**DESCRIPTION OF THE TASK**: Copy out the data below, swapping in "coordinate pairs" wherever "vertex pairs" appears and leaving all other text untouched.

**SOURCE MATERIAL**:
** START **

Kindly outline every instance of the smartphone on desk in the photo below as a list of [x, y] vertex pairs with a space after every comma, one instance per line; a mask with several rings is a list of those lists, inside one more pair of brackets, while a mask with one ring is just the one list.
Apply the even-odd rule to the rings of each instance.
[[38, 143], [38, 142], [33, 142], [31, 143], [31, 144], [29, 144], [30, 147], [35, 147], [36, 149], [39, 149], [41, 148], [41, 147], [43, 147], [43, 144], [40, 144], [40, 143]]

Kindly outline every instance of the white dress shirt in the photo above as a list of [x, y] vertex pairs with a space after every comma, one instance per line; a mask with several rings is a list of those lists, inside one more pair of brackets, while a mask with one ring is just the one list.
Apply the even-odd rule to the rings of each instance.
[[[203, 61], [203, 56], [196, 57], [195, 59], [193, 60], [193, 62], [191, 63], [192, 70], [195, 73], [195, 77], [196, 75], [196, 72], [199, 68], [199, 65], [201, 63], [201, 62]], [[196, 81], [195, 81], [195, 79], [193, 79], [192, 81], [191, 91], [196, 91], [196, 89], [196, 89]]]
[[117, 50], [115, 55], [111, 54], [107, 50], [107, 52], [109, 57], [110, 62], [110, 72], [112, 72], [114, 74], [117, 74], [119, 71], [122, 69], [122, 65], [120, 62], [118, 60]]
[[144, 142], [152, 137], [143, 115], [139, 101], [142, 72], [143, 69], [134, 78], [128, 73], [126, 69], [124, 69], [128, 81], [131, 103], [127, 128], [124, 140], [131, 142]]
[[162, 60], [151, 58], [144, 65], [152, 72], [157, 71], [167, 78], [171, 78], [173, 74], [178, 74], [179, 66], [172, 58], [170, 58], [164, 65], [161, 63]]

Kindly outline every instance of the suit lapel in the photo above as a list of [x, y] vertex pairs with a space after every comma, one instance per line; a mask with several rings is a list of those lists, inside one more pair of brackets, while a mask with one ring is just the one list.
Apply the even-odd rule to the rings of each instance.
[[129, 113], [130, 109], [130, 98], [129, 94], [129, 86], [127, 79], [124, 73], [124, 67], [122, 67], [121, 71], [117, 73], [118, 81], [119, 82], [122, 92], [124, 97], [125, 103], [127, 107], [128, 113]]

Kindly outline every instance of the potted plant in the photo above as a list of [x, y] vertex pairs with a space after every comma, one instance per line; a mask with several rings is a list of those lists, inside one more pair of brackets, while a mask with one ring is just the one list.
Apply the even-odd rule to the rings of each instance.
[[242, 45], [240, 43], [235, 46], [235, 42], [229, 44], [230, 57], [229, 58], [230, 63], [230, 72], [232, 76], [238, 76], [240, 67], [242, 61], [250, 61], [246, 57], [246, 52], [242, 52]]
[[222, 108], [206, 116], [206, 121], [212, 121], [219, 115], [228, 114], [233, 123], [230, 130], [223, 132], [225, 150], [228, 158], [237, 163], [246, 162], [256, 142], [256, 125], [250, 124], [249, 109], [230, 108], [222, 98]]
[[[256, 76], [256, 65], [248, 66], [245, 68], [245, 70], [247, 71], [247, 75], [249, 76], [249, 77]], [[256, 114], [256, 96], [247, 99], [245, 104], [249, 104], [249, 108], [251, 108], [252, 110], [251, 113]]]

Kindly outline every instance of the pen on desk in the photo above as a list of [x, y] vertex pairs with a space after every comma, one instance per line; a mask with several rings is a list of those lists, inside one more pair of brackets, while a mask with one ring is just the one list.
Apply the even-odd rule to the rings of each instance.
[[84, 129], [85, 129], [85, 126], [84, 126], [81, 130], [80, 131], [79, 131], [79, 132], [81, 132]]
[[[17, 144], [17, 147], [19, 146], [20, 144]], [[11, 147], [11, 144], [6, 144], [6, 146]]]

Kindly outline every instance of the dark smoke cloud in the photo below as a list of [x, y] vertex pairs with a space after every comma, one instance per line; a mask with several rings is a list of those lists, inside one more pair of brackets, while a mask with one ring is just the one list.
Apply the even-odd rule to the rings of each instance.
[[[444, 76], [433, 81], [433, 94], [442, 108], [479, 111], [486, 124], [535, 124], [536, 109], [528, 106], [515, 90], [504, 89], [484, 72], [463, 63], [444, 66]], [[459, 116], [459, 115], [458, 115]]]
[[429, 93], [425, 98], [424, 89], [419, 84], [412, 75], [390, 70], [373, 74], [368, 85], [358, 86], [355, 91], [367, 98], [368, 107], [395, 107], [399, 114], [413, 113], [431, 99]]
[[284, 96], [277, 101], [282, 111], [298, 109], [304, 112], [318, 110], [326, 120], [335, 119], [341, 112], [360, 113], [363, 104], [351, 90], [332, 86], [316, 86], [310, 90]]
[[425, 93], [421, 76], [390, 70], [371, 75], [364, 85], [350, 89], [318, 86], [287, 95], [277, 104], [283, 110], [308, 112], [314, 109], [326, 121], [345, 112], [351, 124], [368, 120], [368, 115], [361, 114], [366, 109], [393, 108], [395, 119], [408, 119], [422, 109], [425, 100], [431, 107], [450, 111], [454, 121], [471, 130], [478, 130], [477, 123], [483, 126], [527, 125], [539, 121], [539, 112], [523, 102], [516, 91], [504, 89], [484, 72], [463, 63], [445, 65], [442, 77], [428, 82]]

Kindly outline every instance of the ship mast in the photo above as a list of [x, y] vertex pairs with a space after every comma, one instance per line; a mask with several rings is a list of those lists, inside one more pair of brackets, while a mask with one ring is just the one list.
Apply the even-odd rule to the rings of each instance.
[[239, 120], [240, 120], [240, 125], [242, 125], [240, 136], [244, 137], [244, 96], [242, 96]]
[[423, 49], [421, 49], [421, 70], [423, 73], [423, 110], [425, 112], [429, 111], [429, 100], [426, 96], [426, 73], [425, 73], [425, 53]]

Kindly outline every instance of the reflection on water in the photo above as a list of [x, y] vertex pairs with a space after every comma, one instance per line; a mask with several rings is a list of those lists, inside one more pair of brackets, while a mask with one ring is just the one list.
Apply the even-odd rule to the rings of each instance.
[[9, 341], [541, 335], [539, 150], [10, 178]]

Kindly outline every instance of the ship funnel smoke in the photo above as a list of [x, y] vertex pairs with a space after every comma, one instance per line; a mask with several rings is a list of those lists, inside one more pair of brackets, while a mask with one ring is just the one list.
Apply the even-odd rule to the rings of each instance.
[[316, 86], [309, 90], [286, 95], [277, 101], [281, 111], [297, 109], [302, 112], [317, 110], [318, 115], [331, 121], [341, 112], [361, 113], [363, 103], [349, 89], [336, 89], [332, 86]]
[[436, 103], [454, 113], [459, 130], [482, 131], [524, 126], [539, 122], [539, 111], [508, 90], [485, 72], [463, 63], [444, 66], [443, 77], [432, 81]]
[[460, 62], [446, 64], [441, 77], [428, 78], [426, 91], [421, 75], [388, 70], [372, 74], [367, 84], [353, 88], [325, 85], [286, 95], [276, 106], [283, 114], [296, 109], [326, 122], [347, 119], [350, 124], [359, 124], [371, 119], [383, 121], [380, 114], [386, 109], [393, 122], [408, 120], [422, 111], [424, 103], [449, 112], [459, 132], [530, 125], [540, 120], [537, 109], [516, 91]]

** END **

**REPLY**:
Kindly outline every instance of the smartphone on desk in the photo below as a list of [x, y] coordinate pairs with a space after every comma, one instance per line; a mask with several rings is a list of those lists, inside one more pair of brackets, while a mask with one ring is just the one list.
Apply the even-odd rule to the rings of each instance.
[[38, 143], [38, 142], [33, 142], [31, 143], [31, 144], [29, 144], [30, 147], [35, 147], [36, 149], [39, 149], [41, 148], [41, 147], [43, 147], [43, 144], [40, 144], [40, 143]]

Kindly outline every instance of the white dress shirt in the photo above as a list of [x, y] coordinate pairs with a space after every comma, one instance per line; a mask with several rings is a list of those lists, inside one more pair of brackets, while a mask with one ring is just the one list.
Apply the even-odd rule to the rings of each instance.
[[[203, 61], [203, 56], [196, 57], [195, 59], [193, 60], [193, 62], [191, 63], [192, 70], [195, 73], [195, 77], [196, 75], [196, 72], [199, 68], [199, 65], [201, 63], [201, 62]], [[196, 81], [195, 81], [195, 79], [193, 79], [192, 81], [191, 91], [196, 91], [196, 89], [196, 89]]]
[[117, 50], [115, 55], [111, 54], [107, 50], [107, 52], [109, 57], [110, 62], [110, 72], [112, 72], [114, 74], [117, 74], [119, 71], [122, 69], [122, 65], [120, 62], [118, 60]]
[[144, 142], [152, 137], [143, 115], [139, 101], [142, 72], [143, 69], [134, 78], [128, 73], [126, 69], [124, 69], [128, 81], [131, 103], [127, 128], [124, 140], [131, 142]]
[[162, 60], [151, 58], [144, 65], [152, 72], [157, 71], [167, 78], [171, 78], [173, 74], [178, 74], [179, 66], [172, 58], [170, 58], [164, 65], [161, 63]]

Kindly outline every instance of the suit lapel in the photo above as a list of [x, y] coordinate pairs with a space after every comma, one instance per line; a mask with several rings is a list of those lists, inside one more pair of brackets, while a mask with one ring is just the one list.
Apply the even-odd rule to the rings of each instance.
[[129, 113], [130, 109], [130, 98], [129, 94], [129, 86], [127, 79], [124, 73], [124, 67], [122, 67], [121, 71], [117, 73], [118, 81], [119, 82], [122, 92], [124, 97], [125, 103], [127, 107], [128, 113]]

Kindly outline every instance of the potted plant in the photo above as a list of [x, y] coordinate pairs with a space after every comma, one instance per line; a mask with several rings is a list of those lists, inside one more pair of brackets, while a mask with one ring is just the one list.
Apply the even-odd rule to the rings of each instance.
[[242, 45], [240, 43], [235, 46], [235, 42], [229, 44], [230, 57], [229, 58], [230, 63], [230, 72], [232, 76], [238, 76], [240, 67], [242, 61], [250, 61], [246, 57], [246, 52], [242, 52]]
[[222, 108], [206, 116], [206, 121], [212, 121], [219, 115], [228, 114], [233, 123], [230, 130], [223, 132], [225, 150], [228, 158], [237, 163], [246, 162], [256, 142], [256, 125], [250, 124], [249, 109], [230, 108], [222, 98]]
[[[256, 76], [256, 65], [248, 66], [245, 68], [245, 70], [247, 71], [247, 75], [249, 76], [249, 77]], [[256, 114], [256, 96], [247, 99], [245, 104], [249, 104], [249, 108], [251, 108], [252, 110], [251, 113]]]

Kindly outline every instance of the pen on desk in the photo above as a list of [x, y] coordinate pairs with a space after every comma, one instance per line; a mask with several rings is a list of those lists, inside one more pair of brackets, while a mask with one ring is just the one list.
Apply the even-odd rule to the rings of each instance.
[[84, 129], [85, 129], [85, 126], [84, 126], [81, 130], [80, 131], [79, 131], [79, 132], [81, 132]]
[[[17, 144], [17, 147], [19, 146], [20, 144]], [[11, 147], [11, 144], [6, 144], [6, 146]]]

Kindly outline every instance of the dark smoke cloud in the photo below as a list of [x, y] coordinate pairs with a space after every comma, one instance per line; a mask with several rings is a list of those lists, inside one more pair of brackets, while a mask with one ring is just the one list.
Apply the even-odd rule to the rings of each instance.
[[[444, 76], [433, 81], [433, 94], [442, 108], [479, 111], [486, 124], [535, 124], [536, 109], [528, 106], [515, 90], [504, 89], [484, 72], [463, 63], [444, 66]], [[459, 116], [459, 115], [458, 115]]]
[[429, 93], [425, 98], [424, 89], [419, 84], [412, 75], [390, 70], [373, 74], [368, 85], [358, 86], [355, 91], [367, 98], [368, 107], [395, 107], [399, 114], [413, 113], [431, 99]]
[[284, 96], [277, 101], [282, 111], [298, 109], [304, 112], [318, 110], [326, 120], [335, 119], [341, 112], [360, 113], [363, 104], [351, 90], [332, 86], [316, 86], [310, 90]]
[[425, 93], [421, 76], [390, 70], [371, 75], [364, 85], [350, 89], [318, 86], [287, 95], [277, 104], [283, 110], [308, 112], [314, 109], [326, 121], [345, 112], [351, 124], [368, 120], [368, 115], [361, 114], [366, 109], [393, 108], [395, 119], [408, 119], [422, 109], [425, 100], [431, 107], [450, 111], [454, 121], [471, 130], [478, 130], [477, 123], [483, 126], [527, 125], [539, 121], [539, 112], [523, 102], [516, 91], [504, 89], [484, 72], [463, 63], [445, 65], [442, 77], [428, 82]]

Kindly outline every instance of the ship mast in the photo above as a list of [x, y] coordinate pairs with a space after every comma, one instance per line; a mask with several rings is a list of those lists, inside one more pair of brackets, while a mask with one ring is just the one list.
Apply the even-odd rule to the rings of each instance.
[[239, 120], [240, 120], [240, 125], [242, 125], [240, 136], [244, 137], [244, 96], [242, 96]]
[[423, 49], [421, 49], [421, 70], [423, 73], [423, 110], [425, 112], [429, 111], [429, 100], [426, 96], [426, 73], [425, 73], [425, 53]]

Kindly outline every instance of the reflection on water in the photo above as a list of [x, y] coordinate pairs with a space after every comma, one instance per line; a mask with several rings is a list of those lists, inside one more pair of brackets, while a mask with one ring is just the one list.
Apply the even-odd rule to the rings of each instance.
[[9, 341], [541, 335], [539, 150], [10, 178]]

Kindly outline every instance of the ship funnel smoke in the photo above as a list of [x, y] coordinate pairs with a space after every comma, one instance per line; a mask with several rings is a list of those lists, inside one more pair of brackets, while a mask with one ring is just the one list.
Apply the even-odd rule to the rings of each instance.
[[316, 86], [309, 90], [286, 95], [277, 101], [281, 111], [297, 109], [302, 112], [317, 110], [318, 115], [331, 121], [341, 112], [361, 113], [363, 103], [349, 89], [336, 89], [332, 86]]
[[436, 103], [454, 113], [459, 130], [482, 131], [524, 126], [539, 122], [539, 111], [508, 90], [485, 72], [463, 63], [444, 66], [443, 77], [432, 81]]
[[460, 62], [446, 64], [441, 77], [428, 78], [426, 91], [421, 75], [388, 70], [372, 74], [367, 84], [353, 88], [325, 85], [286, 95], [276, 106], [283, 114], [296, 109], [326, 122], [347, 119], [350, 124], [359, 124], [371, 119], [383, 121], [380, 114], [386, 109], [393, 122], [408, 120], [422, 111], [424, 103], [449, 112], [459, 132], [530, 125], [540, 120], [537, 109], [516, 91]]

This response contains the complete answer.